(Excerpts from a dataset)
********************
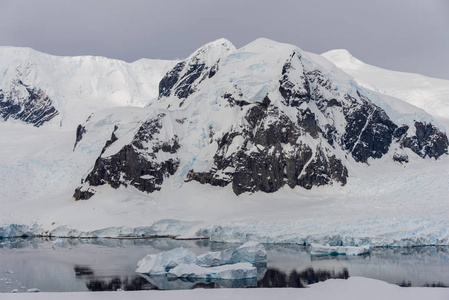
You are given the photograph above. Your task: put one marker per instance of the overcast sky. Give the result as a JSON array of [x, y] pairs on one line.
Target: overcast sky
[[403, 35]]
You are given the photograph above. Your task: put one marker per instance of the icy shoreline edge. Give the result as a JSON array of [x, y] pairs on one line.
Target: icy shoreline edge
[[352, 288], [182, 231]]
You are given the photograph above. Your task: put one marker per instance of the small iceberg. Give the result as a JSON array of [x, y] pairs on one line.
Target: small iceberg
[[230, 264], [252, 252], [161, 263], [232, 271], [317, 249]]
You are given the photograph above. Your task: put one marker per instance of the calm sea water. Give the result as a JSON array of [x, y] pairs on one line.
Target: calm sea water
[[70, 265]]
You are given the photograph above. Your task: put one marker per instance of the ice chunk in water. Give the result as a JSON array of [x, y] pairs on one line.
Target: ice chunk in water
[[161, 263], [231, 271], [336, 250], [252, 252]]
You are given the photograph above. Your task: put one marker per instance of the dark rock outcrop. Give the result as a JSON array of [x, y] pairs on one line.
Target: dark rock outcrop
[[80, 131], [428, 140], [270, 156], [144, 163], [301, 137], [27, 104]]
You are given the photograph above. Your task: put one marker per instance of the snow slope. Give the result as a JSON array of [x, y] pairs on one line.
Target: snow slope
[[81, 85], [337, 289], [430, 94], [383, 203]]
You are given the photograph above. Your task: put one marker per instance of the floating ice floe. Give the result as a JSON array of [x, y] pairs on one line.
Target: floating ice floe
[[228, 264], [338, 250], [161, 263], [231, 271], [252, 252]]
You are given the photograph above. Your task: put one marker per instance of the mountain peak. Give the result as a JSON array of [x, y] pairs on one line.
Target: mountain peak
[[213, 51], [341, 57]]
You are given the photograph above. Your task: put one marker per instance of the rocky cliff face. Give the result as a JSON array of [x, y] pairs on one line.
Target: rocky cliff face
[[25, 103], [257, 118]]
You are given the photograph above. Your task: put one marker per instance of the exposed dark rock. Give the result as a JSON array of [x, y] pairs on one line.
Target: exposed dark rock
[[369, 131], [27, 104], [400, 157], [262, 163], [80, 131], [294, 94], [170, 79], [427, 141], [138, 163], [83, 193]]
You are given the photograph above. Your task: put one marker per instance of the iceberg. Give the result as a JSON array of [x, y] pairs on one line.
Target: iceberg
[[184, 264], [161, 263], [317, 249], [231, 271], [250, 252]]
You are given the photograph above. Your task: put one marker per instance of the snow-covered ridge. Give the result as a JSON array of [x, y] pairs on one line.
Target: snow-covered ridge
[[267, 105], [429, 94], [258, 118], [79, 85]]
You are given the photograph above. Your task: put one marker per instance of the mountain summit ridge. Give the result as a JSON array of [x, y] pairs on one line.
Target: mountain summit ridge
[[258, 118]]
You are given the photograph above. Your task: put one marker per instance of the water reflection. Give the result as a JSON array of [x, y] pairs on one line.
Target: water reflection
[[277, 278], [57, 265]]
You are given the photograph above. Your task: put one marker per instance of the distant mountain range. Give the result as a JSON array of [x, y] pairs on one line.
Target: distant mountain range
[[262, 118]]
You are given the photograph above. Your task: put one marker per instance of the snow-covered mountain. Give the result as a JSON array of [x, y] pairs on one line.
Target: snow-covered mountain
[[38, 88], [258, 118], [430, 94], [266, 142]]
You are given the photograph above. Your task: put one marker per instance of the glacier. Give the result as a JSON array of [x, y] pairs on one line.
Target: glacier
[[383, 203]]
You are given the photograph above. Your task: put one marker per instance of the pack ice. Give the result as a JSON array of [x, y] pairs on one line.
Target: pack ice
[[252, 252], [227, 264], [317, 249]]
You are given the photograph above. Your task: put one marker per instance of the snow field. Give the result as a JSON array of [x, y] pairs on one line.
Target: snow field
[[353, 288]]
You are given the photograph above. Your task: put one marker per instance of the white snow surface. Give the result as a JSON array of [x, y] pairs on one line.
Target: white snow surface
[[383, 203], [354, 288], [317, 249], [81, 85], [429, 94]]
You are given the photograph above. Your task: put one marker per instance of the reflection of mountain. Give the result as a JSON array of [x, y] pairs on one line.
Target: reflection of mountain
[[164, 283], [134, 284], [267, 278], [277, 278]]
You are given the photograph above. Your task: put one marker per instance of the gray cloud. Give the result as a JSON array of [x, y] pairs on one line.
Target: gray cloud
[[404, 35]]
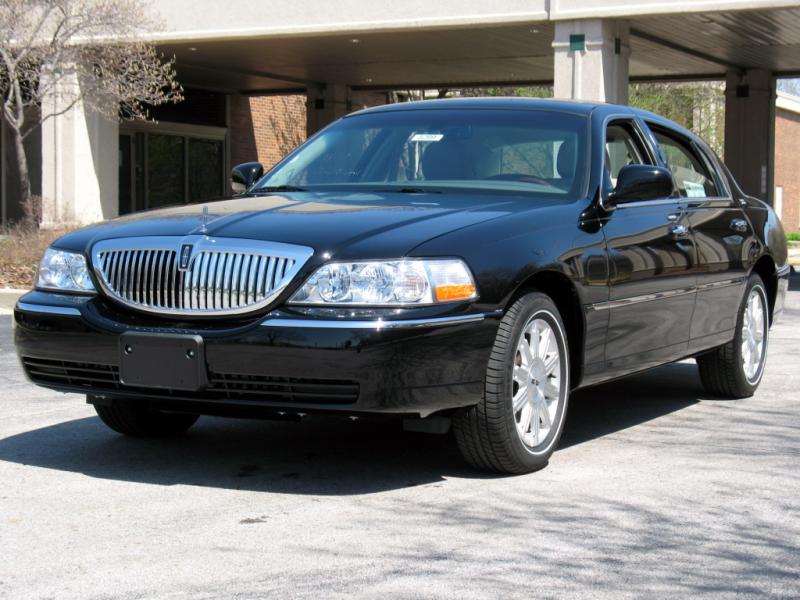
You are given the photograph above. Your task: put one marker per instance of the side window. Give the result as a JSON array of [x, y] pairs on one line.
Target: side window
[[622, 148], [692, 177]]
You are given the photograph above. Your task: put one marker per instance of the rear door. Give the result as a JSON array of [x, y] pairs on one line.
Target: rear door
[[721, 231], [652, 258]]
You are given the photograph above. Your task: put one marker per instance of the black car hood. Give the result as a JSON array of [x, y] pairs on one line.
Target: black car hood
[[345, 225]]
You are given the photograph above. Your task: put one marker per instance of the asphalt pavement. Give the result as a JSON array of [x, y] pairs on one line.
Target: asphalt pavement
[[657, 490]]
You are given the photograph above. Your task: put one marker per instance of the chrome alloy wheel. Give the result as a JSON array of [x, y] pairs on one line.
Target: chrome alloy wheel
[[754, 336], [536, 378]]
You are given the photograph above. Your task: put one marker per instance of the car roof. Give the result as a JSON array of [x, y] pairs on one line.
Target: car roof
[[576, 107], [496, 102]]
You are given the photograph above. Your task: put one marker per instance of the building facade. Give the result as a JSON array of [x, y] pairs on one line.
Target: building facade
[[787, 161]]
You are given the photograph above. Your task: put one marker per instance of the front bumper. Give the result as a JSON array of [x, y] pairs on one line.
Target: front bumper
[[284, 362]]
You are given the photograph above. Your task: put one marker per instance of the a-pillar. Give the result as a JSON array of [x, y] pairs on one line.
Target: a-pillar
[[326, 104], [750, 130], [591, 60]]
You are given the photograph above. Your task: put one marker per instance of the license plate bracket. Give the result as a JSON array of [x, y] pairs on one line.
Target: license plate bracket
[[154, 360]]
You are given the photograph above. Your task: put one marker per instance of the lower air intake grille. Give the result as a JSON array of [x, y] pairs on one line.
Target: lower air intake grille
[[222, 386]]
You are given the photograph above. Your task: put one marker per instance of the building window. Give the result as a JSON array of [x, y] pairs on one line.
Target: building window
[[169, 163], [166, 177], [205, 164]]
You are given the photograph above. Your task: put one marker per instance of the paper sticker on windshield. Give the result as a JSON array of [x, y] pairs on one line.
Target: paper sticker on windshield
[[426, 137], [694, 190]]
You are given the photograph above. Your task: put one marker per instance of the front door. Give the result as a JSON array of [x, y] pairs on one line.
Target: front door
[[652, 258]]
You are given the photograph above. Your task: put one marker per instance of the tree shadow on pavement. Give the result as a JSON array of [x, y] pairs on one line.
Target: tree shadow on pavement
[[323, 455]]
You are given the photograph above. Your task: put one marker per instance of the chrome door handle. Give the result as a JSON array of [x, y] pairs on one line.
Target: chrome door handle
[[679, 231], [739, 225]]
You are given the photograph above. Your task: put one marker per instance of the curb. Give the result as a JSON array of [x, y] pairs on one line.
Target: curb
[[8, 298]]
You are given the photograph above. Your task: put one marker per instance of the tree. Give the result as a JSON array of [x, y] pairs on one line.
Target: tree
[[73, 52], [698, 106]]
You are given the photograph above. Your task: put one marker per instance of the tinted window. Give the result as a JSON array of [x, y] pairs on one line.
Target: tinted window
[[621, 150], [539, 152], [692, 177]]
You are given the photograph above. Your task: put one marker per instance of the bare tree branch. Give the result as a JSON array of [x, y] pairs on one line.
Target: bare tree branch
[[58, 54]]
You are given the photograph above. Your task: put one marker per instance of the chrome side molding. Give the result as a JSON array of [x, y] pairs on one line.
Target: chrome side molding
[[376, 324]]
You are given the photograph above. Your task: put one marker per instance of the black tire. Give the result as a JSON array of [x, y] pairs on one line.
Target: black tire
[[722, 370], [487, 433], [139, 421]]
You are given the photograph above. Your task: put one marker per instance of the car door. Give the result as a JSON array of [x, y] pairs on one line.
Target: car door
[[721, 232], [652, 258]]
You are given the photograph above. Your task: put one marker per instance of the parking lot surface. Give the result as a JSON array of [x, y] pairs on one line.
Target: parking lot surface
[[656, 490]]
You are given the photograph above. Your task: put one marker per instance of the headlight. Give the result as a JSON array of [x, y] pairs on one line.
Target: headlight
[[388, 283], [64, 271]]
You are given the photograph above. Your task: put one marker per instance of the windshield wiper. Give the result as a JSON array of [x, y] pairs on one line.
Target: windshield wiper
[[411, 190], [279, 188]]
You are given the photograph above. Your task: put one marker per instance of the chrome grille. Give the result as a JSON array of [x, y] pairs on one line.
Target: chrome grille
[[222, 275]]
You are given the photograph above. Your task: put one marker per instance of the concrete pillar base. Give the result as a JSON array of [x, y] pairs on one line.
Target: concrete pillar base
[[80, 170], [750, 130], [591, 60]]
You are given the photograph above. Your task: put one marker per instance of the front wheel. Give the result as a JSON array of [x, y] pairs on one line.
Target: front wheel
[[735, 369], [516, 426], [140, 421]]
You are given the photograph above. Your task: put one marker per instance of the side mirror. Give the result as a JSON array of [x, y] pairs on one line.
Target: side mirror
[[641, 182], [243, 176]]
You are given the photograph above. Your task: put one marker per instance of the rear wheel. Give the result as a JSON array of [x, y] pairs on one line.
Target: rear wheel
[[140, 421], [735, 369], [516, 426]]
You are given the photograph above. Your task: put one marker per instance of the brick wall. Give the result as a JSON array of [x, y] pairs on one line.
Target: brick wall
[[265, 128], [787, 165]]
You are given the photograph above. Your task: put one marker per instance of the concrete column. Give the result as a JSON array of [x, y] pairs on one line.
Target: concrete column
[[750, 130], [591, 60], [325, 105], [80, 162]]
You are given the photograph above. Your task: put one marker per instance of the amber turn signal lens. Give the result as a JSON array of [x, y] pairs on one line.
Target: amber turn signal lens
[[445, 293]]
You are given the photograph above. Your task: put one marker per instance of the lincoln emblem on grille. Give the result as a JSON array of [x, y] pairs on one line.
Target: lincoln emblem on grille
[[186, 254], [196, 274]]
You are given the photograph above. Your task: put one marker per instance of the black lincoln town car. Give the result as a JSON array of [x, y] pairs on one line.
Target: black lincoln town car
[[463, 263]]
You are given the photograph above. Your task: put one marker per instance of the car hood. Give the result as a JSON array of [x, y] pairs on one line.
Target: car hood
[[345, 225]]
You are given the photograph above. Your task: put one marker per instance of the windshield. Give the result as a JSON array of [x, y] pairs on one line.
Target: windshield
[[433, 150]]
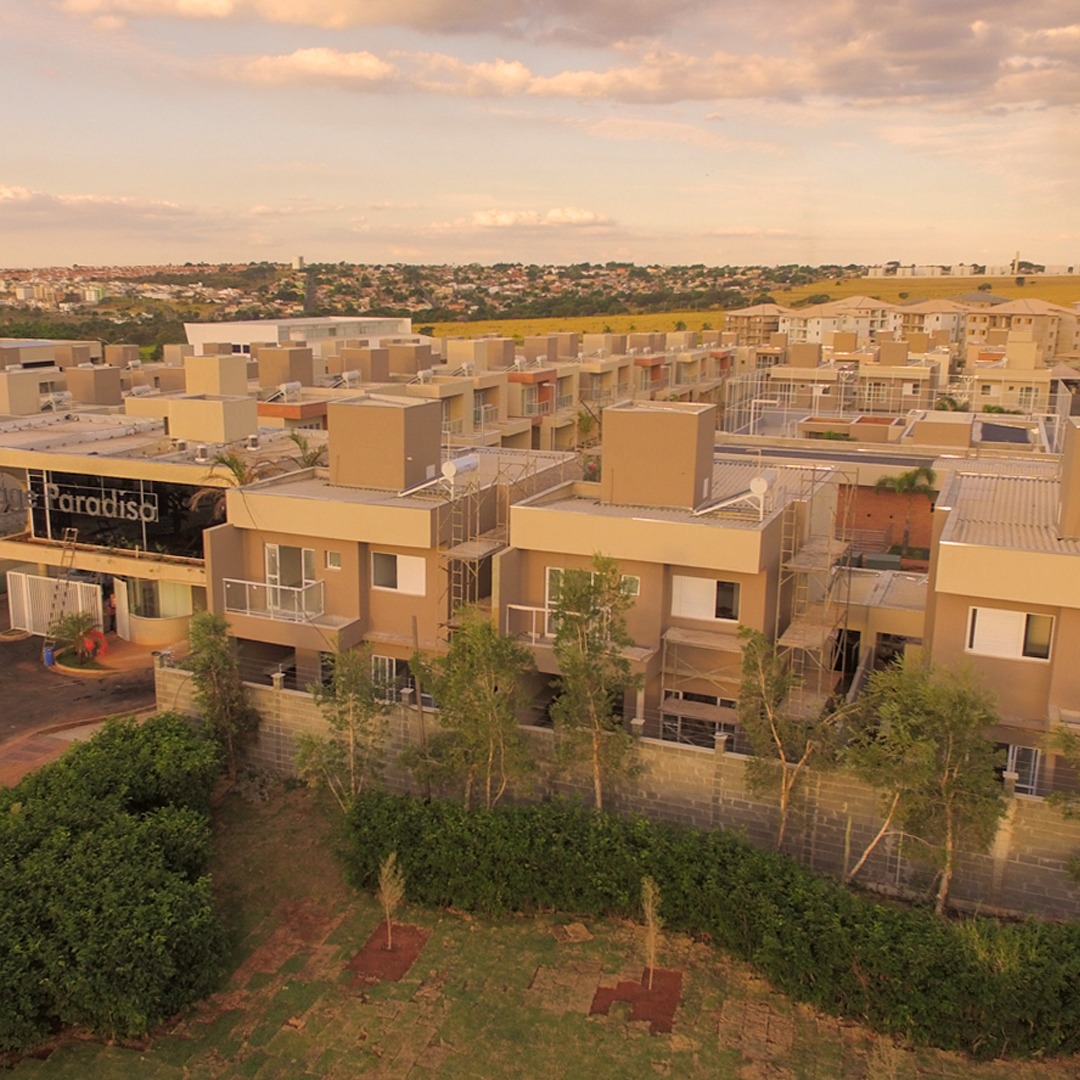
********************
Starting at the line that contains "Target: lincoln emblem on grille", please write out every line to the end of the entries, inclusive, copied exactly and with pictures omitted.

◆ Solved exercise:
Target: lincoln emblem on grille
[[186, 254], [196, 274]]
You are given the photograph above. Your task: put one marker per instance of the black lincoln town car. Give the result as a JSON array of [x, y] pairs on one line.
Target: black lincoln town car
[[463, 263]]
You are given the photograph above. Your task: put one marker per instance of the car hood. Give the result as a JSON array of [x, y] pairs on one line.
Target: car hood
[[345, 225]]
You are given the photograph above. Your task: put one marker per instance of the windshield. Give the result as a JSON array of [x, y] pairs on one line.
Target: windshield
[[433, 150]]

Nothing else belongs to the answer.